━━━━━ Provided passage ━━━━━

British-bred Thoroughbred racehorse

Atmah (1908 - after 1915) was a British Thoroughbred racehorse and broodmare. She failed to win as a two-year-old but showed considerable promise on her final start when she ran third in the Dewhurst Stakes. In the following year she contested four of the five British Classic Races, recording her biggest success when taking the 1000 Guineas. She made no impact as a broodmare.

==Background==
Atmah was a bay mare bred and owned by Jimmy de Rothschild. She was trained by Fred Pratt at the Waltham House stable at Lambourn in Berkshire. In 1907 the mare Mrs Kendal (with Atmah in utero) was bought for 510 guineas at the Tattersalls Knightsbridge sale by F Lort-Phillips on behalf of Jimmy de Rothschild. Atmah shared her name with a yacht owned by the Rothschild family.

Mrs Kendal was an American-bred daughter of the Brooklyn Handicap winner Tenny and a female-line descendant of the influential British broodmare Polly Agnes. Atmah's sire Galeazzo recorded his biggest victory when taking the Newmarket Stakes as a three-year-old in 1896.

==Racing career==
===1910: two-year-old season===
In her first six races Atmah failed to win, and finished second only once, when she was runner-up in a minor event at Leicester Racecourse. Atmah was matched against top-class male opposition in the Dewhurst Plate over seven furlongs at Newmarket Racecourse on 27 September. She produced her best effort of the year as she finished third behind the colts King William and Phryxus, who dead-heated for first place.

===1911: three-year-old season===
On 28 April 1911 Atmah, ridden by Freddie Fox, started at odds of 7/1 for the 98th running of the 1000 Guineas over the Rowley Mile. In a very close finish she prevailed by a short head from Radiancy, with two lengths back to Knockfeerna in third place. Her winning time of 1:38.4 was a new record for the race.

━━━━━

Brief 1 - In the passage about the racehorse Atmah, render this sentence in Spanish: "Atmah was a bay mare bred and owned by Jimmy de Rothschild."
Brief 2 - Continue the passage about the racehorse Atmah, picking up right after its final sentence.
The listing that comes next has no connection to the passage about the racehorse Atmah.

━━━━━ Given entries ━━━━━

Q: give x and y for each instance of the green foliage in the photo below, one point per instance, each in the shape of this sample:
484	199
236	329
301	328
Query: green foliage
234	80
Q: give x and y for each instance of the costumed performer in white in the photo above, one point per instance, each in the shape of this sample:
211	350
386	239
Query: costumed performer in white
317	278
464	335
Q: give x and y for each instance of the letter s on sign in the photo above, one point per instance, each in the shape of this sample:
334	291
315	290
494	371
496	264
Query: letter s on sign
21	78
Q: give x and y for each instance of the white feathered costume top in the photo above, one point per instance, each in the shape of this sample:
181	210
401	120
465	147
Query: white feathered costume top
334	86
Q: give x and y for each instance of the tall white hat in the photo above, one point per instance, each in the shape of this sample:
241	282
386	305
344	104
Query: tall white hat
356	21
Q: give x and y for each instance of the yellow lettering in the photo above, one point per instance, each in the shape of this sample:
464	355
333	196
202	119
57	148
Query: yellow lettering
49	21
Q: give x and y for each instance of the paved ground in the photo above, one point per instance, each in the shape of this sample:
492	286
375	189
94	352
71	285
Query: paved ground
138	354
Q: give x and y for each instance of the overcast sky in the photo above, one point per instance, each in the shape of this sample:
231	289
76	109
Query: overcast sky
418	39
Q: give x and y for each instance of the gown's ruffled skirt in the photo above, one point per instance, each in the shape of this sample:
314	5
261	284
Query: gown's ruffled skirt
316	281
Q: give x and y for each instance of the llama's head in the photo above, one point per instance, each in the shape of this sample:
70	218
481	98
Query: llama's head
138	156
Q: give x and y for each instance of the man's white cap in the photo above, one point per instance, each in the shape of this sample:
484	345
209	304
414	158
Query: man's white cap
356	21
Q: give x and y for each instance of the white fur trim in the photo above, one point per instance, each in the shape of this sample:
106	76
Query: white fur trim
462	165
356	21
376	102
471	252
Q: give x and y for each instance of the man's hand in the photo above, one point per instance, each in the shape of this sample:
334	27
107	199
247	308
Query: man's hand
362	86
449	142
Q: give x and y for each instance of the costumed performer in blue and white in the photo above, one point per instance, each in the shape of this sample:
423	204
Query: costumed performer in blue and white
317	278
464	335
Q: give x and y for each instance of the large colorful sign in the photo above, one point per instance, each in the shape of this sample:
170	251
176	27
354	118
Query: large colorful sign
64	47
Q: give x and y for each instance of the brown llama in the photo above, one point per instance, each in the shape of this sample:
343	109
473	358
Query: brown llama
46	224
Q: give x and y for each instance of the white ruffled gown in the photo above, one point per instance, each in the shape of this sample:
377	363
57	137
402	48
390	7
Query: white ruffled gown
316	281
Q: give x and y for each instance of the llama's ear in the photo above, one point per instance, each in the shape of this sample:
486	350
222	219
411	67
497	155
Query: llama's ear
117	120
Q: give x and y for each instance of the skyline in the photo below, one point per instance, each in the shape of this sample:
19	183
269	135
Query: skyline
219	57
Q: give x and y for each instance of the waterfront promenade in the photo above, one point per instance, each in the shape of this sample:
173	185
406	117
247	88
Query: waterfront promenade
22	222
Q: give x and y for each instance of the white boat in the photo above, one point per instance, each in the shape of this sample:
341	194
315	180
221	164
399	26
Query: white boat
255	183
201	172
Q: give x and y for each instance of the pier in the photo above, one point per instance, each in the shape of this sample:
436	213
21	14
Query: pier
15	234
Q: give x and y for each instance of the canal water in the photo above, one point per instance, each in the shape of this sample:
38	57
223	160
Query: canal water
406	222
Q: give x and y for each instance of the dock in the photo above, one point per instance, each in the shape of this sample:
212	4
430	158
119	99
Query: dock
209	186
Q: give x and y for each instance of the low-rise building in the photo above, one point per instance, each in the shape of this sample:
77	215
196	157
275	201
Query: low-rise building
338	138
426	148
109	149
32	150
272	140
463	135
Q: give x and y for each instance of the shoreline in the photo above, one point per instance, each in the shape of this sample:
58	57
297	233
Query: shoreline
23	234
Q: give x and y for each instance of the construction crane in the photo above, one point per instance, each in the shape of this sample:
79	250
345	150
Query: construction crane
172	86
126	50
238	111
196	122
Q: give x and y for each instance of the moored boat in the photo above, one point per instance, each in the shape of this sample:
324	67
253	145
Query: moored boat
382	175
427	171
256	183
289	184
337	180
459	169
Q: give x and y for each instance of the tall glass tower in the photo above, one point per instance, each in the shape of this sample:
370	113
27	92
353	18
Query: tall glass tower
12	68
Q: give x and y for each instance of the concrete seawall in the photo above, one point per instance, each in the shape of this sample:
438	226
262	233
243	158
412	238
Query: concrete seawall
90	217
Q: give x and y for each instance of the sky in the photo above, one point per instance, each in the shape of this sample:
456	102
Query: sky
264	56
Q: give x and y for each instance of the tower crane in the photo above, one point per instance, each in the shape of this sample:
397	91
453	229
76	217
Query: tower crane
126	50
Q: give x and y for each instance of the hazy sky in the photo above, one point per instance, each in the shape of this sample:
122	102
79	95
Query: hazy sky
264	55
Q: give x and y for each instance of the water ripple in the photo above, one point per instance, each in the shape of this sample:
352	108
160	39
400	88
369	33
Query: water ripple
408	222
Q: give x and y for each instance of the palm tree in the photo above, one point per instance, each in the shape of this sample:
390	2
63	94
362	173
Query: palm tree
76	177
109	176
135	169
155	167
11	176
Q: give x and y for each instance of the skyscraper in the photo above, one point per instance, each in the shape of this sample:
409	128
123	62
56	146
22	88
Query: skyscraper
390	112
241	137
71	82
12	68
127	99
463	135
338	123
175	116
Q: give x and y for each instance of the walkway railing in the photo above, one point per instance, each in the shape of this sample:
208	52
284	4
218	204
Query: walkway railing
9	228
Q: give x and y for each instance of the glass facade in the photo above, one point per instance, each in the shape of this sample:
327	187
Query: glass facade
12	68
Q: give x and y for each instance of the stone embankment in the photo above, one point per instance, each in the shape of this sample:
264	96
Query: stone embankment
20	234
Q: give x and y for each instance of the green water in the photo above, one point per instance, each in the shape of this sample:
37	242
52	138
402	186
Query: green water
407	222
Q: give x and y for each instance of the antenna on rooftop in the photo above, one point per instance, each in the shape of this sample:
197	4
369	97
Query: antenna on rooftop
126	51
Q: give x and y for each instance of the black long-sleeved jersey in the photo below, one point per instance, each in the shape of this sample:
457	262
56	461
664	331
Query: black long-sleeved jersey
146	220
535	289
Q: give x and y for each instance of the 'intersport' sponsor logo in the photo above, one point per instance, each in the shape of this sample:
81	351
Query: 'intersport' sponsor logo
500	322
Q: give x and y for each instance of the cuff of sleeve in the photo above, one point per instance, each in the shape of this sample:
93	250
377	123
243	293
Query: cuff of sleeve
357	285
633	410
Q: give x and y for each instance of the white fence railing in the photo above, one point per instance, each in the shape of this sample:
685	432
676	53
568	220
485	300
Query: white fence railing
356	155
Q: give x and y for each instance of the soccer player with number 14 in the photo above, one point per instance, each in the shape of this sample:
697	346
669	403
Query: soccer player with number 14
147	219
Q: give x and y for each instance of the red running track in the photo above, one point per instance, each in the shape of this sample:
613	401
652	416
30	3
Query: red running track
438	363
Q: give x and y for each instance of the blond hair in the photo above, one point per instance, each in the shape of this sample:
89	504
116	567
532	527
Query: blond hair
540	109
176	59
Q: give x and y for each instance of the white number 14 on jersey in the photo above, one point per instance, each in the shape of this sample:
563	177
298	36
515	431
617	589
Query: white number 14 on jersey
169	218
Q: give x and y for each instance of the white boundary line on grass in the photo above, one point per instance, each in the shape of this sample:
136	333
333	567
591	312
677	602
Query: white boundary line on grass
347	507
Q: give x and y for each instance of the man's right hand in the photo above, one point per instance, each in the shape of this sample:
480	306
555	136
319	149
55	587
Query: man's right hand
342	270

━━━━━

Expected answer 1 - Atmah era una yegua castaña criada por Jimmy de Rothschild, que también era su propietario.

Expected answer 2 -
Atmah took on male opponents again when she was the only filly to contest the Epsom Derby on 31 May. She never fully recovered from being "crowded out" at the start and came home in about tenth place behind Sunstar. In the Epsom Oaks two days later over the same course and distance Atmah started at odds of 10/1 but finished unplaced behind the outsider Cherimoya. She was then brought back in distance for the Coronation Stakes at Royal Ascot in mid-June but made no impact in a race won by Knockfeerna. In September at Doncaster Racecourse Atmah contested her fourth Classic and finished unplaced behind Prince Palatine in the St Leger.

===1912: four-year-old season===
Atmah ran at least once as a four-year-old in 1912, finishing unplaced in the Royal Hunt Cup at Royal Ascot on 19 June.

==Assessment and honours==
In their book, A Century of Champions, based on the Timeform rating system, John Randall and Tony Morris rated Atmah a "poor" winner of the 1000 Guineas.

==Breeding record==
Atmah was retired from racing to become a broodmare for her owner's stud.

- Alectoromancy (GB), a chestnut filly, foaled in 1913, sired by Valens.
- In 1914, she was bred to Bomba and exported to France. The resulting colt, Bingo (1915), had limited racing success.

==Pedigree==

Pedigree of Atmah (GB), bay mare, 1908
| Sire Galeazzo (GB) 1893 | Galopin (GB) 1872 | Vedette | Voltigeur |
Mrs Ridgway
| Flying Duchess | The Flying Dutchman |
Merope
| Eira (GB) 1881 | Kisber (HUN) | Buccaneer (GB) |
Mineral (GB)
| Aeolia | Parmesan |
Breeze
| Dam Mrs Kendal (USA) 1898 | Tenny (USA) 1886 | Rayon d'Or (FR) | Flageolet |
Araucaria (GB)
| Belle of Maywood | Hunter's Lexington |
Julia Mattingly
| Star Actress (IRE) 1891 | Kendal (GB) | Bend Or |
Windermere
| Petrachina (GB) | Petrarch |
Jessie Agnes (Family 16-g)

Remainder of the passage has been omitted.